-- START OF Reading passage --
Garnishment-Manitoba Joint Stock Companies' Act, R.S. M. 1902, c. 30, s. 68—Liability of purchaser of shares to indemnify original subscriber against future calls on slock-Kings' Bench Act, Rules 759, 761-Objection not raised at trial.

1. The purchaser of the assets of a company incorporated under The Manitoba Joint Stock Companies' Act, R. S. M. 1902, c. 30, who agrees to assume the liabilities of the company, is bound to indemnify the company against its liability for payment of future calls on shares of stock held by it in a fire insurance company which were only partly paid up at the time of the sale, although no mention of such liability was made at the time but the purchaser was aware thereof; and such liability is attachable at the suit of the fire insurance company under Rules 759 and 761 of the King's Bench Act for the purpose ot realizing on a judgment obtained for the amount of unpaid arrears of subsequent calls on the shares.

2. Per DUBUC, C. J. An objection based on section 68 of the Joint Stock Companies Act, that no company incorporated under that Act can use any of its funds in the purchase of stock in any other corporation unless expressly authorized by a by-law confirmed at a general meeting, and that there was no evidence of any such by-law having been passed, cannot be given effect to on the hearing of an appeal when it was not raised at the trial.
-- END OF Reading passage --
▸ Requirement 1: According to the case summary, under which Rules of the King's Bench Act is the purchaser's liability attachable?
▸ Requirement 2: Quote the part of the case summary that opens with the words containing "1. The purchaser" and closes with "on the shares.".
Rely solely on the case summary when responding.
-- START OF Data excerpts --
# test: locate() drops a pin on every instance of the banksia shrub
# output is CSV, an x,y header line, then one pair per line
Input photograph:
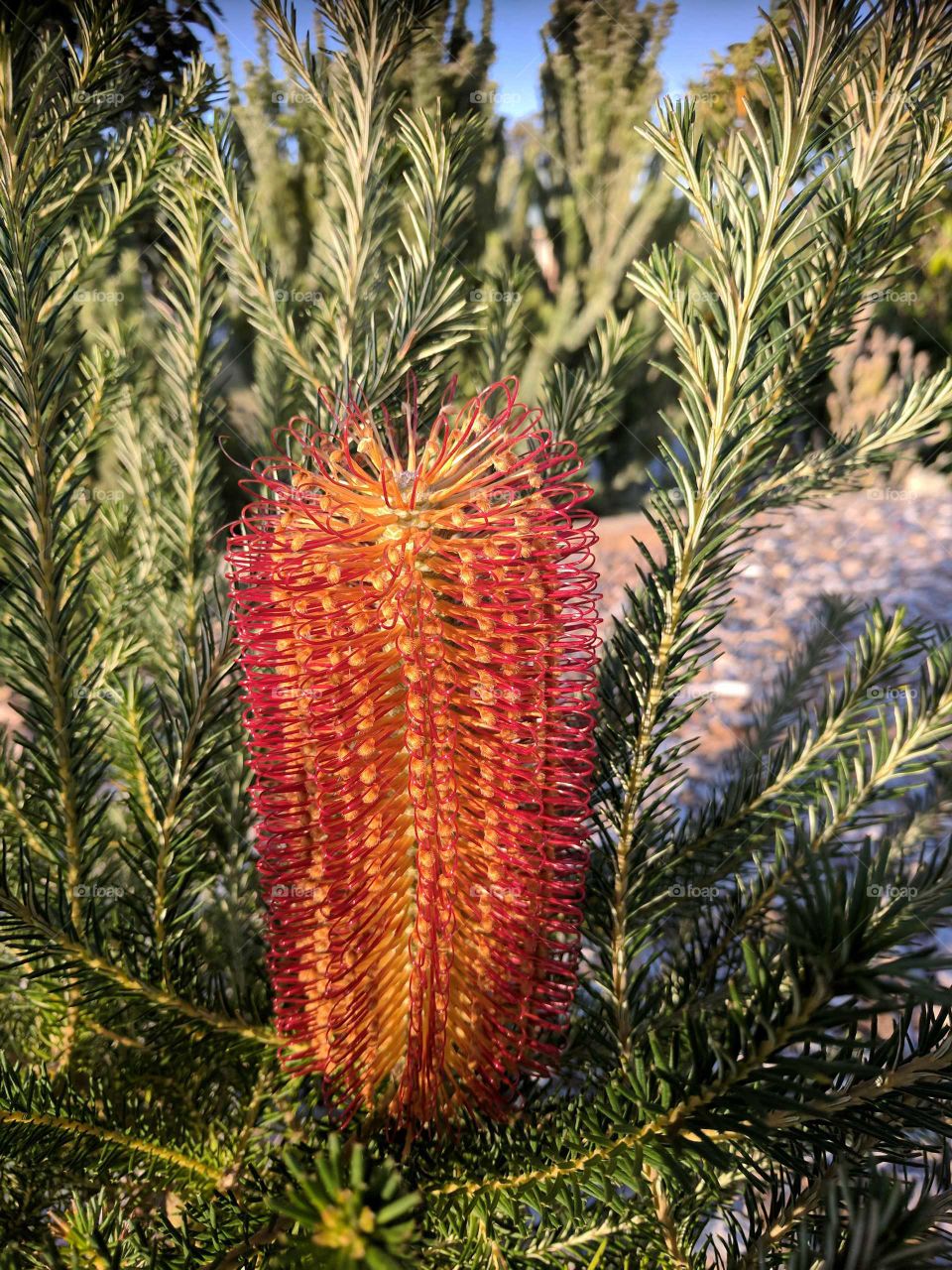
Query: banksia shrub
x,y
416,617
-- END OF Data excerpts --
▸ Solution 1: Rules 759 and 761.

▸ Solution 2:
1. The purchaser of the assets of a company incorporated under The Manitoba Joint Stock Companies' Act, R. S. M. 1902, c. 30, who agrees to assume the liabilities of the company, is bound to indemnify the company against its liability for payment of future calls on shares of stock held by it in a fire insurance company which were only partly paid up at the time of the sale, although no mention of such liability was made at the time but the purchaser was aware thereof; and such liability is attachable at the suit of the fire insurance company under Rules 759 and 761 of the King's Bench Act for the purpose ot realizing on a judgment obtained for the amount of unpaid arrears of subsequent calls on the shares.